Make an exact copy of all the records.

-- Begin DATA TO PROCESS --

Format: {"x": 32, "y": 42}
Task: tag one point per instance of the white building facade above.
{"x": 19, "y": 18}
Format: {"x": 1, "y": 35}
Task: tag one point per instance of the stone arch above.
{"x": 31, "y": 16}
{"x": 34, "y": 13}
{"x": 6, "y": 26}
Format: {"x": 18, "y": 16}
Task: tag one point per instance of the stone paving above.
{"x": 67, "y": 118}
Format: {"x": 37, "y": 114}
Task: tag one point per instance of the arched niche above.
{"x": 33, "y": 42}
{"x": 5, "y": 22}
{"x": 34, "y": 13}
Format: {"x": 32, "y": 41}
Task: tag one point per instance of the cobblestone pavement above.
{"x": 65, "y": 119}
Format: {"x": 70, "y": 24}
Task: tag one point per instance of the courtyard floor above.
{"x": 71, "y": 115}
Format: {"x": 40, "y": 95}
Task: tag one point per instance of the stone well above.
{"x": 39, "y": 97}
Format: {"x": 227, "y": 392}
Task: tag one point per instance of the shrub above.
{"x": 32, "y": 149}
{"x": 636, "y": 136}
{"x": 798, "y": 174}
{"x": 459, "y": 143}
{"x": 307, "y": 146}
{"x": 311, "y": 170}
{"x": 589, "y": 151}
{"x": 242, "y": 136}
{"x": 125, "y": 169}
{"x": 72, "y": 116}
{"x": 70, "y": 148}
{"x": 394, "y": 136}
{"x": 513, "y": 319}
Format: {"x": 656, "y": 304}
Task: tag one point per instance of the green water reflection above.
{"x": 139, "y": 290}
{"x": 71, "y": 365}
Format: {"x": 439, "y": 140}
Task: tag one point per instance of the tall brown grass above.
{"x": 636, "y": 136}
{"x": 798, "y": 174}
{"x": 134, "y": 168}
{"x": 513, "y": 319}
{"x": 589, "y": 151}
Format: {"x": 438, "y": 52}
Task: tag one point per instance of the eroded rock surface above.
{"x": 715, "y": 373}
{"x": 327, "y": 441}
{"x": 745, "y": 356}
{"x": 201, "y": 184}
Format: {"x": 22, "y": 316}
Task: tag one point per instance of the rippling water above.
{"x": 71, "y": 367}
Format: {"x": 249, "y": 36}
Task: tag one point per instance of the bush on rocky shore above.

-- End DATA TO PROCESS --

→ **ANSWER TO THIS EXERCISE**:
Format: {"x": 32, "y": 42}
Task: tag one point per instance of the white building facade above.
{"x": 19, "y": 18}
Format: {"x": 1, "y": 35}
Task: tag one point per instance of the stone arch above.
{"x": 31, "y": 16}
{"x": 34, "y": 13}
{"x": 6, "y": 26}
Format: {"x": 18, "y": 16}
Task: tag one point per instance of the stone paving above.
{"x": 67, "y": 118}
Format: {"x": 37, "y": 114}
Task: tag one point per instance of the arched niche above.
{"x": 33, "y": 42}
{"x": 5, "y": 22}
{"x": 34, "y": 13}
Format: {"x": 32, "y": 41}
Task: tag one point per instance of the cobblestone pavement above.
{"x": 65, "y": 119}
Format: {"x": 70, "y": 24}
Task: tag one point per instance of the courtyard floor above.
{"x": 71, "y": 115}
Format: {"x": 40, "y": 95}
Task: tag one point per instance of the stone well above.
{"x": 39, "y": 97}
Format: {"x": 227, "y": 392}
Task: tag one point per instance of the shrub above.
{"x": 32, "y": 149}
{"x": 636, "y": 136}
{"x": 798, "y": 174}
{"x": 459, "y": 143}
{"x": 307, "y": 146}
{"x": 311, "y": 170}
{"x": 589, "y": 151}
{"x": 242, "y": 136}
{"x": 125, "y": 169}
{"x": 72, "y": 116}
{"x": 70, "y": 148}
{"x": 394, "y": 136}
{"x": 513, "y": 319}
Format: {"x": 656, "y": 304}
Task: tag one point per instance of the green water reflection above.
{"x": 139, "y": 290}
{"x": 71, "y": 365}
Format: {"x": 439, "y": 140}
Task: tag one point per instance of the tall brown grass above.
{"x": 636, "y": 136}
{"x": 798, "y": 174}
{"x": 134, "y": 168}
{"x": 513, "y": 319}
{"x": 589, "y": 151}
Format: {"x": 438, "y": 52}
Task: tag one point per instance of the eroded rock surface above.
{"x": 715, "y": 373}
{"x": 327, "y": 441}
{"x": 745, "y": 356}
{"x": 201, "y": 184}
Format: {"x": 22, "y": 316}
Task: tag one point per instance of the rippling water above.
{"x": 71, "y": 367}
Format: {"x": 249, "y": 36}
Task: tag one point per instance of the bush on rocky shore above.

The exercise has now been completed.